▶ _WHAT YOU HAVE TO DO_
Copy the passage of the blog post on intelligence testing from "Through mental testing, the" to "races were established." word for word.
##### TEXT EXCERPT
Monday, April 15, 2013

Testing for Intelligence

Eugenics made it its goal to engineer a perfect human race through genetics - similar to the way cattle and plants are genetically engineered to resist disease or produce more product. However, besides just the physical, eugenics also stepped into the realm of psychology, trying to breed not only a less sickly and more beautiful but also more intelligent race of people. Could genetics also have influence on how intelligent a person could be and could it be controlled?

Through mental testing, the author hoped that eugenicists would find a correlation, a factor that would determine what linked some mental faculties together, defining a "general" or "popular intelligence" and perhaps there could be something to look for in the genetic code. Preliminary tests found that there was a large amount of positive correlation. The article concludes with a statement about immigration and intermarriage, if it should be allowed before the mental faculties of all races were established.

Reading this article from our time of human rights, as struggling as we are with the details and the particulars, everyone, at least in this country, believes in freedom for themselves, if nothing else. While this article is about the taking away of the most basic right of marriage and, in a sense, of life, I can't help but wonder what would happen if this was brought to sudden life in our time. What would happen if these tests were given and, for instance, the Chinese race was shown as mentally superior, something that is a common stereotype in US coastal schools. Would the European population, the ones who created this test, be satisfied with these results even though they showed that they were not the best and brightest? That, in my opinion, puts things into perspective. In the article, it's mentioned that the Easter European exodus was threatening the American way of life. But what if the American way of life was inferior? Just because Westerners came up with this grand idea of perfection does not mean they correspond to it. The view is very xenophobic and egocentric, something that has been very prevalent in the West, as no one studies Eastern history in schools in the West. Perhaps it is similar in the East, making ego-centrism a widely prevalent trait in humans in general. Is that a trait that should be weeded for in eugenics as well?
##########
##### DATA EXTRACT
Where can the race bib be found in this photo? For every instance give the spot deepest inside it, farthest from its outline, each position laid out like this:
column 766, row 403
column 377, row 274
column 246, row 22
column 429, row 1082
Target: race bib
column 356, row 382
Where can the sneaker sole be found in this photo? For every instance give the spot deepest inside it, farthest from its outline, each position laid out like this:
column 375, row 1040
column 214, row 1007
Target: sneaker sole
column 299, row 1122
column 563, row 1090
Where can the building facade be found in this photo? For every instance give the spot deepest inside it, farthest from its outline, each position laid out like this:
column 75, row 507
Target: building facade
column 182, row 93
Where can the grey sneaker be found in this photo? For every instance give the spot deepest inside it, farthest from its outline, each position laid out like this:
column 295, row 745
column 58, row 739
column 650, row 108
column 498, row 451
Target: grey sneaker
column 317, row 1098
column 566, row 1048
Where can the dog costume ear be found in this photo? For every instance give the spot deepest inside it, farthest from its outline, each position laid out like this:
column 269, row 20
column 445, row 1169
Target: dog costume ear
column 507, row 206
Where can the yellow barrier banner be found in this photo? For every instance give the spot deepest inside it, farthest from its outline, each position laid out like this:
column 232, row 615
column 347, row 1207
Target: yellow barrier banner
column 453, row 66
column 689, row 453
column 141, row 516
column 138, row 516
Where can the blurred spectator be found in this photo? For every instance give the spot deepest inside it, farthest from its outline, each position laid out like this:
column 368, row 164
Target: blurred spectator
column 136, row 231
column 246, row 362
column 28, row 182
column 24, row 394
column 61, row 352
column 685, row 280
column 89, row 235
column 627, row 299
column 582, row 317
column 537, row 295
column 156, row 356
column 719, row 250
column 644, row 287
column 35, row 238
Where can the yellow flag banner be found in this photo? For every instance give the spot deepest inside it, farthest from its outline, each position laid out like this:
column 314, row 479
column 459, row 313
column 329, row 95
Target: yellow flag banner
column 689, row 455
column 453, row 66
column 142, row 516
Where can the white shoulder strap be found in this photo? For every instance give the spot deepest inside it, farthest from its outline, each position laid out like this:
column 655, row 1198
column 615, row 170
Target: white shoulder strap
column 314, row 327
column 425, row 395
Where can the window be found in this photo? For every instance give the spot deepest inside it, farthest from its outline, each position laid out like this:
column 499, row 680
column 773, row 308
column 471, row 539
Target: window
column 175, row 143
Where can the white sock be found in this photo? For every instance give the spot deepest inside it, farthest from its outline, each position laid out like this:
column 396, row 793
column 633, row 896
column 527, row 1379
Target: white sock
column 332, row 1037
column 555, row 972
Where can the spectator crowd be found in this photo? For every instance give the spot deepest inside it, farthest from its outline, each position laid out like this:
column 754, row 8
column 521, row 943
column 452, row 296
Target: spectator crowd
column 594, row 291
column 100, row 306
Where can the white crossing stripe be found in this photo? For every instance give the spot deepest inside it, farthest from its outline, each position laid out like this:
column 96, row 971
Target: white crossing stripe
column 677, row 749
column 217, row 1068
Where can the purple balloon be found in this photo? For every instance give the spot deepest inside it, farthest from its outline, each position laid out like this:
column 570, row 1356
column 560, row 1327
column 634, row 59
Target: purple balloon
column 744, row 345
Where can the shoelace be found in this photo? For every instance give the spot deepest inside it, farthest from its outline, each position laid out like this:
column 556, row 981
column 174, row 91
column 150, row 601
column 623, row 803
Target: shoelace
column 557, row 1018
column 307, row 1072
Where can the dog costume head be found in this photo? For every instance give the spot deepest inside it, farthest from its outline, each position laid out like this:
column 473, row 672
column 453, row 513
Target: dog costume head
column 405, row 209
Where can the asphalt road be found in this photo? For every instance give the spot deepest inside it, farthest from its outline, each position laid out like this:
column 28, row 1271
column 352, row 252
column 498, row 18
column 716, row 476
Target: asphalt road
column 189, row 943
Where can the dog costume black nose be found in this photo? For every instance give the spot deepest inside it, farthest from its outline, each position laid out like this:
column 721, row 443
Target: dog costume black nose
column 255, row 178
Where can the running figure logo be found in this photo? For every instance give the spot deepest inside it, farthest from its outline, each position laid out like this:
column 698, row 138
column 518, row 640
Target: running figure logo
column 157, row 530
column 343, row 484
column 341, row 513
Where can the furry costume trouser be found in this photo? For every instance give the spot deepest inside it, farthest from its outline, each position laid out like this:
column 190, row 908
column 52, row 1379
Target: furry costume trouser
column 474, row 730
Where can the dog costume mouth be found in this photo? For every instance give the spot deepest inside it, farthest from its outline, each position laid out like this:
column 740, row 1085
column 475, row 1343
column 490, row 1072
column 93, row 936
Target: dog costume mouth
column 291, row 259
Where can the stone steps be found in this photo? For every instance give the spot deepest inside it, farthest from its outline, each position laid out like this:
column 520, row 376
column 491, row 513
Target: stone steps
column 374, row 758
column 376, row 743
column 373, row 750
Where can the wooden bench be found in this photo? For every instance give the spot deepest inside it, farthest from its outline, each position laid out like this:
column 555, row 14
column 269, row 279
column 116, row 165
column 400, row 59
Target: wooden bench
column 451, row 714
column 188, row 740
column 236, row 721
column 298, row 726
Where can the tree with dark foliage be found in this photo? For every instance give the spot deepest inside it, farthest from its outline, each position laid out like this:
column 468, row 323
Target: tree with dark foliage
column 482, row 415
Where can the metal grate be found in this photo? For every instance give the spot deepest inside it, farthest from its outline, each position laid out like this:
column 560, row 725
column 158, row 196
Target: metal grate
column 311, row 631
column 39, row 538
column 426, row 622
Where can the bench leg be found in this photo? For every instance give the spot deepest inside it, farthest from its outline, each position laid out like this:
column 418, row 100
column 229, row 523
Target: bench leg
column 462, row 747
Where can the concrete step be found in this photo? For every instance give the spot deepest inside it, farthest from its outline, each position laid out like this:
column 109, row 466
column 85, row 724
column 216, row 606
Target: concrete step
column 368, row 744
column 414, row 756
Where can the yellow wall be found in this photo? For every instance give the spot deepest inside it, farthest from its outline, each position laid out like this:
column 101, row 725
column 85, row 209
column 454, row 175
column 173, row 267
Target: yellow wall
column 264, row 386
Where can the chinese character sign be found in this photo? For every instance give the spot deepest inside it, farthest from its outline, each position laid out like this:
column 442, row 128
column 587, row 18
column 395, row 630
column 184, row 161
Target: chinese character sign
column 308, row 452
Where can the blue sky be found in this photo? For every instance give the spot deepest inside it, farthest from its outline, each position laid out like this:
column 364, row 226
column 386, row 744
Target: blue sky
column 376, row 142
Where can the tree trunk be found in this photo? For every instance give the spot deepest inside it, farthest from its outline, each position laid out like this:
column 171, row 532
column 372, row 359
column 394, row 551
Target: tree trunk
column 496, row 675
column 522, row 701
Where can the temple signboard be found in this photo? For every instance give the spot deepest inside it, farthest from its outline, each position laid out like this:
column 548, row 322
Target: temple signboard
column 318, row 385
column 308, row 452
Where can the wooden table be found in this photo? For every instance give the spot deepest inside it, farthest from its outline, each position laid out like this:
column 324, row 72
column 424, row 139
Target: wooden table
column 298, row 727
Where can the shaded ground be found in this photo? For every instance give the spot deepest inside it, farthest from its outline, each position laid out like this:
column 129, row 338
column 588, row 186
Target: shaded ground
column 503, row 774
##########
▶ _WRITTEN RESPONSE_
Through mental testing, the author hoped that eugenicists would find a correlation, a factor that would determine what linked some mental faculties together, defining a "general" or "popular intelligence" and perhaps there could be something to look for in the genetic code. Preliminary tests found that there was a large amount of positive correlation. The article concludes with a statement about immigration and intermarriage, if it should be allowed before the mental faculties of all races were established.